Short exercise 1 =>
Rewrite the entries below, replacing "pink floral blouse" with "red striped shirt" and leaving everything else in them untouched.

* Begin Selected extract *

First-ever Thai adaptation of Czech anti-war novel to be staged

The first-ever Thai adaptation of a 1923 Czech anti-war novel will be coming to a stage near you at Chulalongkorn University this coming week, as part of the Czech Arts and Culture Week. 
 
Itinerary for "A (not so) Good Evening with the (not so) Good Soldier Švejk (See larger image)
 
 
Thailand’s premiere avant-garde theater troupe, B-Floor, will perform an adaptation of the anti-war, absurdist novel The Good Soldier Švejk (1923) by Jaroslav Hašek. The adaptation, “A (not so) Good Evening with the (not so) Good Soldier Švejk” has been written by Chulalongkorn University’s Verita Sriratana, the event coordinator for the entire Czech Arts and Culture Week, and directed by B-Floor’s Sasapin Siriwanij. The troupe’s Sirameth Akkarapakulseth will play Švejk, and Thanakorn Thipayametrakul the supporting roles.
 
 
Sirameth Akkarapakulseth and Thanakorn Thipayametrakul play in "A (not so) Good Evening with the (not so) Good Soldier Švejk"
 
Verita hopes that the novel’s core messages, in a mixed-media, adapted stage form, will find meaning with the current Thai audience and the local political climate. The absurdity of following orders and authoritarianism resonates not only with early 20th century Czechoslovakia and the Austro-Hungarian Army, she says, but also with post-2014 Thailand and another well-known army.
 
In Central Europe during World War I , explains Verita, the Austro-Hungarian Empire ruled Czechoslovakia, so Czechs were conscripted into the Austro-Hungarian army. Being compelled to fight in a foreign occupier’s wars compelled anti-war sentiment, especially from a country considered to be “stuck in the coatroom,” waiting for the big players to decide the rest of the world’s fate at the “negotiating table.”

* End Selected extract *

Short exercise 2 =>
Reproduce the article above on the Thai stage adaptation of The Good Soldier Švejk word for word.

* Begin Provided entries *

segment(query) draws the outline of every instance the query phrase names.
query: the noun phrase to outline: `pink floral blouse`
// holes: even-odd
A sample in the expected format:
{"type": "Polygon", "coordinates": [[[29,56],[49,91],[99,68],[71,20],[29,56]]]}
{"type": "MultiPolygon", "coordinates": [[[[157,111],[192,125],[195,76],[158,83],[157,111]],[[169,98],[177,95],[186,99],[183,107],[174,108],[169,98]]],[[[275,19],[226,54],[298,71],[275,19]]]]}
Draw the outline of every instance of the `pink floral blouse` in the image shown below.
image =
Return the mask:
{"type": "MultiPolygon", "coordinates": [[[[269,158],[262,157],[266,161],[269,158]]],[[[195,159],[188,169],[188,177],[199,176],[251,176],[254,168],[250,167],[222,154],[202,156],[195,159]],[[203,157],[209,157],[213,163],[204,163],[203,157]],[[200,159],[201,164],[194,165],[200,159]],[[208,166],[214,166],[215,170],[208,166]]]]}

* End Provided entries *

Expected output 1 =>
segment(query) draws the outline of every instance the query phrase names.
query: the noun phrase to outline: `red striped shirt`
// holes: even-odd
A sample in the expected format:
{"type": "Polygon", "coordinates": [[[29,56],[49,91],[99,68],[71,20],[29,56]]]}
{"type": "MultiPolygon", "coordinates": [[[[157,111],[192,125],[195,76],[158,83],[157,111]],[[169,98],[177,95],[186,99],[183,107],[174,108],[169,98]]],[[[275,19],[226,54],[298,71],[275,19]]]]}
Draw the outline of every instance of the `red striped shirt` in the image shown below.
image =
Return the mask:
{"type": "MultiPolygon", "coordinates": [[[[269,158],[262,157],[266,161],[269,158]]],[[[195,159],[188,169],[188,177],[199,176],[251,176],[254,168],[250,167],[222,154],[202,156],[195,159]],[[203,157],[209,157],[213,163],[204,163],[203,157]],[[200,159],[201,164],[194,165],[200,159]],[[208,166],[214,166],[215,170],[208,166]]]]}

Expected output 2 =>
First-ever Thai adaptation of Czech anti-war novel to be staged

The first-ever Thai adaptation of a 1923 Czech anti-war novel will be coming to a stage near you at Chulalongkorn University this coming week, as part of the Czech Arts and Culture Week. 
 
Itinerary for "A (not so) Good Evening with the (not so) Good Soldier Švejk (See larger image)
 
 
Thailand’s premiere avant-garde theater troupe, B-Floor, will perform an adaptation of the anti-war, absurdist novel The Good Soldier Švejk (1923) by Jaroslav Hašek. The adaptation, “A (not so) Good Evening with the (not so) Good Soldier Švejk” has been written by Chulalongkorn University’s Verita Sriratana, the event coordinator for the entire Czech Arts and Culture Week, and directed by B-Floor’s Sasapin Siriwanij. The troupe’s Sirameth Akkarapakulseth will play Švejk, and Thanakorn Thipayametrakul the supporting roles.
 
 
Sirameth Akkarapakulseth and Thanakorn Thipayametrakul play in "A (not so) Good Evening with the (not so) Good Soldier Švejk"
 
Verita hopes that the novel’s core messages, in a mixed-media, adapted stage form, will find meaning with the current Thai audience and the local political climate. The absurdity of following orders and authoritarianism resonates not only with early 20th century Czechoslovakia and the Austro-Hungarian Army, she says, but also with post-2014 Thailand and another well-known army.
 
In Central Europe during World War I , explains Verita, the Austro-Hungarian Empire ruled Czechoslovakia, so Czechs were conscripted into the Austro-Hungarian army. Being compelled to fight in a foreign occupier’s wars compelled anti-war sentiment, especially from a country considered to be “stuck in the coatroom,” waiting for the big players to decide the rest of the world’s fate at the “negotiating table.”